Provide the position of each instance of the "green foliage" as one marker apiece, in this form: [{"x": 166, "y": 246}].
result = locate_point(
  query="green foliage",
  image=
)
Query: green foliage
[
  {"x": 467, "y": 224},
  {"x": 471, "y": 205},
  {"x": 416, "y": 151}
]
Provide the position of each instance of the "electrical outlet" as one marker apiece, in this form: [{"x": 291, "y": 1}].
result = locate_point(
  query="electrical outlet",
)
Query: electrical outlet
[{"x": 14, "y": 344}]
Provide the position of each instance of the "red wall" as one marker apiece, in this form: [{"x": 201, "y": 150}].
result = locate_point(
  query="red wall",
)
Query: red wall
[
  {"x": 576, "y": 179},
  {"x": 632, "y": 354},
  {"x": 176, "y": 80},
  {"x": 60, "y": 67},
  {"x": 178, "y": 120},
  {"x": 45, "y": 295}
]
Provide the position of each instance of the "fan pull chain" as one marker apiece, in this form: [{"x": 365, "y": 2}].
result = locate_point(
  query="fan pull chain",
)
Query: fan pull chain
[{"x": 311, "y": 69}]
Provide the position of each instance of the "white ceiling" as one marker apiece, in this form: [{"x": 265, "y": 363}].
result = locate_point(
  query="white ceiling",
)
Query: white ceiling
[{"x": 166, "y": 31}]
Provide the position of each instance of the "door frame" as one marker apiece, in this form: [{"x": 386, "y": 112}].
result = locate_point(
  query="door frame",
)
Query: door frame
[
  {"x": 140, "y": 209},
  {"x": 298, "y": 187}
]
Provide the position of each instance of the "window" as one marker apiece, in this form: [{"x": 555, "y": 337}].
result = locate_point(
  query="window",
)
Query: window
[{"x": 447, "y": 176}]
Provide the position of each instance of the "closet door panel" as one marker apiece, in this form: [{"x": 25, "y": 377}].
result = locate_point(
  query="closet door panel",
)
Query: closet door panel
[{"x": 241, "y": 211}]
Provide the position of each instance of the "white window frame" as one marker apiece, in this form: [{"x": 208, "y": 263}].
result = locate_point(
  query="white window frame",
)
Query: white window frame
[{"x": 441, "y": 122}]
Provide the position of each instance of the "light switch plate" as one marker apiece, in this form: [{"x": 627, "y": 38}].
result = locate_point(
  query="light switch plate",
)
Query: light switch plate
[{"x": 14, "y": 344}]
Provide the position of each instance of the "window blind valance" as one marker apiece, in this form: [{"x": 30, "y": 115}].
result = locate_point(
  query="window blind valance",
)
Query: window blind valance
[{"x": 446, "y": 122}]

********************

**Exercise objective:** Please gather every line in the records above that contains the string "outlet". Treat uppercase and lowercase as different.

**Full answer:**
Provide the position of each instance of the "electrical outlet" as one marker apiece, in this form: [{"x": 291, "y": 1}].
  query="electrical outlet",
Query: electrical outlet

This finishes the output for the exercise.